Wednesday, October 22, 2014

#worthassigning: Mark Bernstein on Notetaking

Some of you will remember, or perhaps still use, Storyspace, software that EastGate released for creating hypertext fiction. If you're not familiar, the import of Storyspace, via a discussion of Michael Joyce's _Afternoon, A Story_, is described in a 1992 NY Times Book Review piece called "The End of Books" by Robert Coover (

Bernstein's current project, which grew out of academics trying to use Storyspace for note taking and information organizing instead of post-modern fiction, is Tinderbox.  From chapter one of his book, The Tinderbox Way, which is both a user manual and a meditation on the value of systemic note taking, Bernstein describes the software this way:
Tinderbox is designed to help you write things down, find them, think about them, and share them. Tinderbox is an assistant. Its meant to help, to facilitate. Its not a methodology or a code. Its a way to write things down, link them up, and share them. Its a chisel, guided by your hand and your intelligence.

+ + + + + + +

* [Instruction 1]: Based on the Tinderbox post, in one to three sentences, how did Bernstein's Tinderbox project come about?
* [Instruction 2]: Reproduce the part of the Tinderbox post that begins at the words "Bernstein's current project, which" and stops after the words "and your intelligence.".
* [Instruction 3]: Carry the Tinderbox post forward past its final line.

+ + + + + + +

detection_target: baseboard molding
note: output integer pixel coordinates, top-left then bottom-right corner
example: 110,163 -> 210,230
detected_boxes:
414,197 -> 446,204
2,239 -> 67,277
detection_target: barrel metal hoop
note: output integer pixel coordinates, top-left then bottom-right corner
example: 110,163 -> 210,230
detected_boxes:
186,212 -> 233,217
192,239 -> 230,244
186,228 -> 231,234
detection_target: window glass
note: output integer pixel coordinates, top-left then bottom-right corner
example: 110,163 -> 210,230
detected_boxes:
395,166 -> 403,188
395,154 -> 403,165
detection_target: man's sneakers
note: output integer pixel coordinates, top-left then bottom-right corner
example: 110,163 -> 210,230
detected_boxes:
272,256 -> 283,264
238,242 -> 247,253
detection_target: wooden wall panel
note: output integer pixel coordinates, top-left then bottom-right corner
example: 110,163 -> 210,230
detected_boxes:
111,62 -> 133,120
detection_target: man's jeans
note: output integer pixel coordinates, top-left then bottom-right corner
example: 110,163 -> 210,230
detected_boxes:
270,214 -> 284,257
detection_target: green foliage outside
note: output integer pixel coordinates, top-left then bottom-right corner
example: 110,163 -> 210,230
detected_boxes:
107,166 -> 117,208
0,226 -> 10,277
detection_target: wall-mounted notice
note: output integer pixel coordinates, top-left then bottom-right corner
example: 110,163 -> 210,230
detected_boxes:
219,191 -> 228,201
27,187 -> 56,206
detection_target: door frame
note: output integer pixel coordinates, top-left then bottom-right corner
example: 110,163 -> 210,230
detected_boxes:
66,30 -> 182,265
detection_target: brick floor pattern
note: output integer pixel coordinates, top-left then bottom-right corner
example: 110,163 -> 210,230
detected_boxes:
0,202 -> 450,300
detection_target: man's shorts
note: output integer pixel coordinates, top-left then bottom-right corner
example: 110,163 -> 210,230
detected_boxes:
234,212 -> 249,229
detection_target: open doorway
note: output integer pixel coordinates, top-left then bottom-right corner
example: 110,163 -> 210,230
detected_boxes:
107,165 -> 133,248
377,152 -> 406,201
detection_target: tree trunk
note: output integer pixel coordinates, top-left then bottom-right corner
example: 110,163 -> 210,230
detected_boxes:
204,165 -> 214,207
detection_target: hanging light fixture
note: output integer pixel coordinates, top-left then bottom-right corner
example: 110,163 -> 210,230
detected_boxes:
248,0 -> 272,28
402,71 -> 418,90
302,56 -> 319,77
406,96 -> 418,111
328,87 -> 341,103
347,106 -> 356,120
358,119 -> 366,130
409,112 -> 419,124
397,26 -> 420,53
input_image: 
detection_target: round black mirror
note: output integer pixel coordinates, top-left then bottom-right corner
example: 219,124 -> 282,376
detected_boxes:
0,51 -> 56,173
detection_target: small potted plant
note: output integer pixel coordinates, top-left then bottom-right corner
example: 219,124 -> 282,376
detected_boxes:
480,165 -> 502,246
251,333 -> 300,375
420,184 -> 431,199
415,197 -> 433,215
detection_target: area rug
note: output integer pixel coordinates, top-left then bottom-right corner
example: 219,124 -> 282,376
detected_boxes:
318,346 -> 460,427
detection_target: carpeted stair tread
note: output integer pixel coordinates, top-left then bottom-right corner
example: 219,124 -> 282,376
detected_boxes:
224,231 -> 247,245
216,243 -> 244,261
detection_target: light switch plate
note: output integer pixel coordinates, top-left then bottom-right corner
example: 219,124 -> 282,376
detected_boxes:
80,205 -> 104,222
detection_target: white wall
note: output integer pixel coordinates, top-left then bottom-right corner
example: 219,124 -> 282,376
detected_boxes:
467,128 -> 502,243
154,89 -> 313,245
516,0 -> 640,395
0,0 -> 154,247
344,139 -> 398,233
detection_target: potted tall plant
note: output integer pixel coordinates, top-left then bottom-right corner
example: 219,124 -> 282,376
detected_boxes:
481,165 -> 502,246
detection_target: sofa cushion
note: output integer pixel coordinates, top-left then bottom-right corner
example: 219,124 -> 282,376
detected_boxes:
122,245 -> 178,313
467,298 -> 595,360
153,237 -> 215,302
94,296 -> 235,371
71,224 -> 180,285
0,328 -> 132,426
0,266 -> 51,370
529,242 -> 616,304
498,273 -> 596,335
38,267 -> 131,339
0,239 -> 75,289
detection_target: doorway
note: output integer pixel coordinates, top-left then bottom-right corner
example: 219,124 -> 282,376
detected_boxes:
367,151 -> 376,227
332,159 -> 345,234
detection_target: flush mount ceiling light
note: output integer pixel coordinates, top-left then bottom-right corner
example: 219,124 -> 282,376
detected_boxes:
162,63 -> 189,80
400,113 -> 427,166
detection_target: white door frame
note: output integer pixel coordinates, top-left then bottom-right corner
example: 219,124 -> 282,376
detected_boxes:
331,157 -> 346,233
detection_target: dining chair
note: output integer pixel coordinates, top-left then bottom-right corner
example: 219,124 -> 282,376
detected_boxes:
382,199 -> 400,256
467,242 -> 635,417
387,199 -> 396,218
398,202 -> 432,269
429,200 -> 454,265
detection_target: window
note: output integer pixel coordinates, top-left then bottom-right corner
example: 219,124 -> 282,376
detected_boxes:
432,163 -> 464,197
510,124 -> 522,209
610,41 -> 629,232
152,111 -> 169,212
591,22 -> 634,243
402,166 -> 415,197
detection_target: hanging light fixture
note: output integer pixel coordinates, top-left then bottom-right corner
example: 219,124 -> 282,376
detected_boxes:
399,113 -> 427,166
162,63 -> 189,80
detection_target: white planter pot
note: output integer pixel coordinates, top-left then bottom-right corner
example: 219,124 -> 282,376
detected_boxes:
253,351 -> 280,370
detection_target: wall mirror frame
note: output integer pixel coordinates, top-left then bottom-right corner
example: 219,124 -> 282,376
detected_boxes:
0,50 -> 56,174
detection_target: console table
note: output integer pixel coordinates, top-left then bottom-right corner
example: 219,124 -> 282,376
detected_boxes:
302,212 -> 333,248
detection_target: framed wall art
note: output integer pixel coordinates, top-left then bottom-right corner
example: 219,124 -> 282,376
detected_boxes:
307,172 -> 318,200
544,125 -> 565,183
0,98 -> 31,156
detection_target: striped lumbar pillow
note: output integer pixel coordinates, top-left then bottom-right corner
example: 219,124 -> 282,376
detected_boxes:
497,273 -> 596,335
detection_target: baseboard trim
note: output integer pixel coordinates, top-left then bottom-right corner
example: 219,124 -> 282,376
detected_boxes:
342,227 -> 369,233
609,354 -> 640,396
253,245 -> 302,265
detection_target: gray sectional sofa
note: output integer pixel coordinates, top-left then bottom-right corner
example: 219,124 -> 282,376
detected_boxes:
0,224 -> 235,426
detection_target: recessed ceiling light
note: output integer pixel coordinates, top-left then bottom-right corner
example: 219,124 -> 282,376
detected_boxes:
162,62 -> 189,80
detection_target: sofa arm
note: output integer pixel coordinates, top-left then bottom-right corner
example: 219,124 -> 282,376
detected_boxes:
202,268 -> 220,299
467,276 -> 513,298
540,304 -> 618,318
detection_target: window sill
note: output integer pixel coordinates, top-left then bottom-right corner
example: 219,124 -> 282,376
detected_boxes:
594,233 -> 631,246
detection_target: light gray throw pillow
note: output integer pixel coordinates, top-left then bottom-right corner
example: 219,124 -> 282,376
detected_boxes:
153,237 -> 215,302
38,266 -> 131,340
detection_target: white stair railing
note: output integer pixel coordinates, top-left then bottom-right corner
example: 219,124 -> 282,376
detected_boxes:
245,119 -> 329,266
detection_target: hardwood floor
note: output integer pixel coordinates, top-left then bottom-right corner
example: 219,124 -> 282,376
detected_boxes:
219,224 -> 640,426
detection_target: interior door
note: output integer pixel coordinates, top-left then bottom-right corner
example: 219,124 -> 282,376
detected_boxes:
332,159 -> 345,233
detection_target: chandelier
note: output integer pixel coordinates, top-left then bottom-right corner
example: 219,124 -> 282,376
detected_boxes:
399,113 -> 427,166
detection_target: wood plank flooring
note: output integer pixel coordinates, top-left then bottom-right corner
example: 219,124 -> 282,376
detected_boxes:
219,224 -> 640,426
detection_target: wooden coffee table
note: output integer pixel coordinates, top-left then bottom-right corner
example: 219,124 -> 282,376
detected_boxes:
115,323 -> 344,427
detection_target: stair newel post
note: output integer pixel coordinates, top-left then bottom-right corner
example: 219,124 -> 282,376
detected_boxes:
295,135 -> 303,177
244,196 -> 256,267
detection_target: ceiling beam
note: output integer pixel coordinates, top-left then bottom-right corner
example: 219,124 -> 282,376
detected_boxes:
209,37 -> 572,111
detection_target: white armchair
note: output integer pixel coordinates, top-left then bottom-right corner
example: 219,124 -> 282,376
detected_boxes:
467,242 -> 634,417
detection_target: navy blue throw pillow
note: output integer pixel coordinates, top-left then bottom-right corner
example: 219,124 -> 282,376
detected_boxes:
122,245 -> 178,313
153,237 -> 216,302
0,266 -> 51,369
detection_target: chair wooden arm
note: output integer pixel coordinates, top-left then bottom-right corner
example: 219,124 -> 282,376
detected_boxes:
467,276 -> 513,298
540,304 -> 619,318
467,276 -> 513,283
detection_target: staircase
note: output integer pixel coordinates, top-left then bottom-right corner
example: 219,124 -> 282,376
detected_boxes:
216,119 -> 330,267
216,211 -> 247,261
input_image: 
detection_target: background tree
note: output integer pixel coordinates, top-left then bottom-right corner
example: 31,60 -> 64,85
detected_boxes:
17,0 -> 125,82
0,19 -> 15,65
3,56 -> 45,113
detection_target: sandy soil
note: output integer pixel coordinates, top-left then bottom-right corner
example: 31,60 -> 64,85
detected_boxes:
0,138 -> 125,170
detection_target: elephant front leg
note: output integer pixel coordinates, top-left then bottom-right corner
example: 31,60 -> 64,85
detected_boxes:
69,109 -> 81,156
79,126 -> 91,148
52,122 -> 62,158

+ + + + + + +

* [Written response 1]: Tinderbox grew out of academics trying to use Storyspace for note taking and organizing information, rather than for the post-modern fiction it was made to create.

* [Written response 2]:
Bernstein's current project, which grew out of academics trying to use Storyspace for note taking and information organizing instead of post-modern fiction, is Tinderbox.  From chapter one of his book, The Tinderbox Way, which is both a user manual and a meditation on the value of systemic note taking, Bernstein describes the software this way:
Tinderbox is designed to help you write things down, find them, think about them, and share them. Tinderbox is an assistant. Its meant to help, to facilitate. Its not a methodology or a code. Its a way to write things down, link them up, and share them. Its a chisel, guided by your hand and your intelligence.

* [Written response 3]:
I pulled the quote above from Sources and Methods #5: Mark Bernstein, a fascinating podcast interview with Bernstein conducted by Alex Strick van Linschoten and Matt Trevithick. The interview runs about an hour, but below the podcast recording, you'll see a time line, indicating at what minutes in the discussion different topics arose. The full interview is worth a listen for context and continuity.

Here's an excerpt from that timeline to give you both a sense of the conversation, and how the timeline helps you to find key areas to return to:
8:54 - Idea: Discovering the structure information should take is the essence of what research is about.
13:14 - Idea: Agile software development has come into force more recently, rather than structuring all the rules first. Writing the software and then revising the software - where most of what you do is editing, rather than designing and debugging - has been extremely fruitful, and has gone in just 10-15 years gone from outlying heresy to the dominant paradigm of software development today. [Note: Bernstein goes on to describe how Agile software resembles writing prose.]
15:08 - Idea: When you’re writing, you’re talking to yourself, or rather to the page. When you write, you are meeting minds on the screen, and in fact one of those minds is a manifestation of ourselves.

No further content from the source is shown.